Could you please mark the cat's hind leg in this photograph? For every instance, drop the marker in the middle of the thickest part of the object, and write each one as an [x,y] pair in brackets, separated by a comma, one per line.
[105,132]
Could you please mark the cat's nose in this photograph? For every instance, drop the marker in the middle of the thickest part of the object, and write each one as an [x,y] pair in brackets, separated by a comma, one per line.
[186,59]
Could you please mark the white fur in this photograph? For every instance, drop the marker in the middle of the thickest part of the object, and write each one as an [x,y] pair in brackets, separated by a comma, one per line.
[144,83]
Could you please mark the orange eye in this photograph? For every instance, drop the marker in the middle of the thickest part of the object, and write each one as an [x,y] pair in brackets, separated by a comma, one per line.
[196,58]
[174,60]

* * *

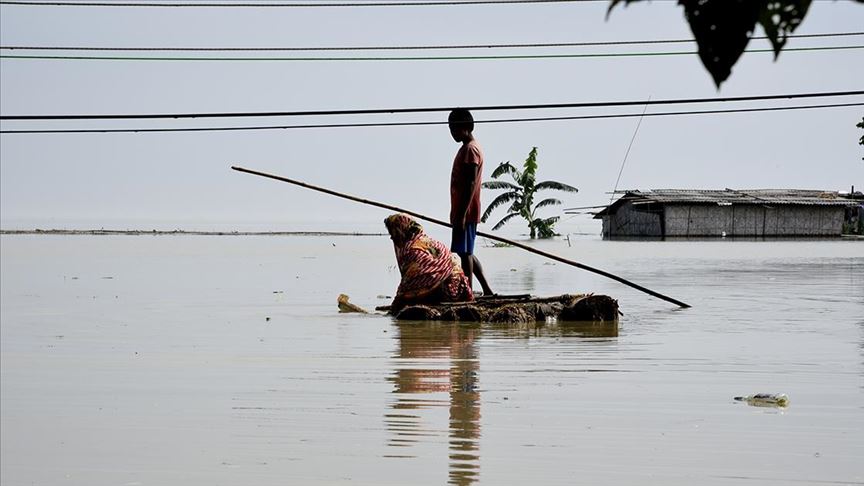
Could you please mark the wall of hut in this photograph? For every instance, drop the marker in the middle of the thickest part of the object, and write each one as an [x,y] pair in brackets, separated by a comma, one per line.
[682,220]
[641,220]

==

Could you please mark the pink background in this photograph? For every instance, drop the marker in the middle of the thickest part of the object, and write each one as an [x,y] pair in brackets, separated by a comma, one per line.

GIVEN TASK
Pick out each line above that contains the word "background" and copy it in full.

EXPECTED ANSWER
Could you please mark the pink background in this photograph? For every instance, drop the marker in the middle of the thickest part of the object, and write each one as an [x,y] pair in brackets, separated by a comma, one per line.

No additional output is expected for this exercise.